Instructions to follow |
Swap every "single point" in the records below for "one point" and leave all other text unchanged.

Record extracts |
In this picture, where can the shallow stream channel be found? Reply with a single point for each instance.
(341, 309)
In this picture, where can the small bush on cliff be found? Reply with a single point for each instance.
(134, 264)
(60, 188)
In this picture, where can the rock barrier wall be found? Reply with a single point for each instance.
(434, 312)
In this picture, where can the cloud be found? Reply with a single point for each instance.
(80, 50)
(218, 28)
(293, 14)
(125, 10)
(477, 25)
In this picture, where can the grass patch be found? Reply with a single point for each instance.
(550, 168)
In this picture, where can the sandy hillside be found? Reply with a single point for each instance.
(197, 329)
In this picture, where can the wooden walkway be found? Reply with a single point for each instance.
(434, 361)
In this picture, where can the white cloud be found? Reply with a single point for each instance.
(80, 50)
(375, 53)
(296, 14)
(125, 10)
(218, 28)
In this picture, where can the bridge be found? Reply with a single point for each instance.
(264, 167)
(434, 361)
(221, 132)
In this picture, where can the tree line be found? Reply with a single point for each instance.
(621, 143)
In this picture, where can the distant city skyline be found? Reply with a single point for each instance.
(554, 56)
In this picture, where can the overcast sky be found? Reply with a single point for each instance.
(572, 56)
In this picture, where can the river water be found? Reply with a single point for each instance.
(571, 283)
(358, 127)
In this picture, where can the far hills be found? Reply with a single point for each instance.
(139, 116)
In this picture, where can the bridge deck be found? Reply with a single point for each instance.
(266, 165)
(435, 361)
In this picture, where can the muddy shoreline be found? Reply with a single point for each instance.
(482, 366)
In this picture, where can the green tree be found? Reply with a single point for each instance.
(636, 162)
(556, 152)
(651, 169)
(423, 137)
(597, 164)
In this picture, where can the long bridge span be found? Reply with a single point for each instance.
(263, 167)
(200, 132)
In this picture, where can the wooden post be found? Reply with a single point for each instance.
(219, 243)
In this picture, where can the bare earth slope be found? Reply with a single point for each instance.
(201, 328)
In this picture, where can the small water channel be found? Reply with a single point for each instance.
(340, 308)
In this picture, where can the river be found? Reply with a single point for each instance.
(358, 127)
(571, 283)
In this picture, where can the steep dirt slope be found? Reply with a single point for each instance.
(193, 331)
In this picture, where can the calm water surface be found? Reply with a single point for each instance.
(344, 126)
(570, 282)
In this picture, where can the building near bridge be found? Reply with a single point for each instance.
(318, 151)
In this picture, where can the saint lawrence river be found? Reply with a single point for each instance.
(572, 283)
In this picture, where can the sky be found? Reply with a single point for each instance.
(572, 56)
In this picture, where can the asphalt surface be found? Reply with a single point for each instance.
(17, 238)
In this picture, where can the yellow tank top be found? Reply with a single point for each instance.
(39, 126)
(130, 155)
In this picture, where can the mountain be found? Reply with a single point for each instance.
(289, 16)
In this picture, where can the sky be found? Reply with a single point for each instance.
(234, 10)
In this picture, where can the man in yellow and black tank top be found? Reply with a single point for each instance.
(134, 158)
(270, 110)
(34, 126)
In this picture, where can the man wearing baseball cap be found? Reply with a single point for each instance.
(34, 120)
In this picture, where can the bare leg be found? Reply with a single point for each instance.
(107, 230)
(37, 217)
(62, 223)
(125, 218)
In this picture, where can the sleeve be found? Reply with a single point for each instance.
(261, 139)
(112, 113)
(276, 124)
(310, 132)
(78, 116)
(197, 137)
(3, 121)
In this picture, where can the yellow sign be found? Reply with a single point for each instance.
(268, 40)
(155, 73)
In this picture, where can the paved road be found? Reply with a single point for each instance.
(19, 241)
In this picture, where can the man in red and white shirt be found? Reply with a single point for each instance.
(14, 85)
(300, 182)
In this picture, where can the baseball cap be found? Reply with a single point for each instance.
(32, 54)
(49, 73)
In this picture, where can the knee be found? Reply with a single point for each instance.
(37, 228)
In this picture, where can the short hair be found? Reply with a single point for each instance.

Solution for this task |
In this picture, where can the shallow stream channel be found? Reply with a one point for each instance.
(341, 309)
In this picture, where can the small bush on cliff be found? Reply with a one point for each instance.
(134, 264)
(60, 188)
In this picture, where can the rock barrier wall be found? Reply with a one point for each instance.
(434, 312)
In this picture, where can the cloud be found? Reply with a one point for each instance.
(80, 50)
(218, 28)
(293, 14)
(125, 10)
(477, 25)
In this picture, where can the grass patch be found? Reply with a one point for each instance.
(550, 168)
In this picture, where can the sandy hillside be found? Reply with a one point for each instance.
(197, 329)
In this picture, where can the wooden walkway be found? Reply with a one point for each instance.
(434, 361)
In this picture, where can the white cloud be found? Reply with a one point for each instance.
(80, 50)
(375, 53)
(296, 14)
(125, 10)
(218, 28)
In this picture, where can the bridge be found? Reply with a one point for each instance.
(264, 167)
(434, 361)
(221, 132)
In this picture, where can the tree line be found? Reply with a one point for each instance.
(621, 143)
In this picture, where can the distant city skyline be found? Reply with a one point for each instance.
(554, 56)
In this picture, where can the overcast sky be found? Reply with a one point for each instance.
(572, 56)
In this picture, where can the river water be found? Reply with a one point for each instance.
(571, 283)
(358, 127)
In this picture, where can the far hills be found? Reply with a one point for each instance.
(139, 116)
In this picture, where can the bridge deck be found? Reply with a one point for each instance.
(266, 165)
(435, 361)
In this picture, where can the muddy shoreline be found? Reply with a one point for each instance.
(482, 366)
In this picture, where can the green tree be found? Reply with a one point for each instance.
(636, 162)
(556, 152)
(651, 169)
(423, 137)
(597, 164)
In this picture, where can the long bridge span be found? Reply with a one point for each instance.
(263, 167)
(200, 132)
In this picture, where can the wooden post be found? Reply with a one point for each instance.
(219, 243)
In this picture, where can the bare earth slope be found? Reply with a one point for each instance.
(201, 328)
In this picture, where can the small water channel be found? Reply with a one point for each instance.
(340, 308)
In this picture, where can the river be found? Reply with a one point for each instance.
(358, 127)
(571, 283)
In this picture, where can the steep dirt slope be found? Reply with a one point for each instance.
(193, 331)
In this picture, where can the calm water surface be found? Reply with a one point for each instance.
(344, 126)
(570, 282)
In this picture, where can the building near bridge be found? Reply with a one point for each instance.
(318, 151)
In this picture, where can the saint lawrence river be found? Reply with a one point for each instance.
(572, 283)
In this picture, where can the sky be found? Reply with a one point for each instance.
(572, 56)
In this picture, where can the asphalt surface be found? Reply with a one point for each instance.
(17, 238)
In this picture, where can the yellow tank top be found? Reply with a one point for each instance.
(39, 126)
(130, 155)
In this picture, where can the mountain be found? Reply with a one point for each instance.
(289, 16)
In this picture, where can the sky be found? Reply with a one point for each instance.
(234, 10)
In this picture, where can the man in yellow and black tank top be found? Reply with a one point for each instance.
(134, 158)
(270, 110)
(34, 126)
In this picture, where can the man wearing baseball cap be found? Reply with a one point for each instance.
(34, 120)
In this picture, where can the bare leg be found? Reply with a one point for each instance.
(107, 230)
(37, 217)
(62, 223)
(125, 218)
In this picture, where can the sleeve be found? Reply with a one point for each instance.
(261, 139)
(112, 113)
(276, 124)
(310, 132)
(78, 116)
(197, 137)
(3, 121)
In this picture, where can the yellow sign be found? Reply with a one point for each instance.
(268, 40)
(155, 73)
In this picture, where can the paved road be found? Reply with a one point for each instance.
(19, 241)
In this picture, where can the man in red and white shirt be found? Reply with a one point for each instance.
(14, 85)
(300, 182)
In this picture, where can the baseball cap be found? Reply with a one point for each instance.
(32, 54)
(49, 73)
In this picture, where can the knee be found? Reply with a one point for each instance.
(37, 228)
In this picture, where can the short hair be found? Reply with a one point for each instance.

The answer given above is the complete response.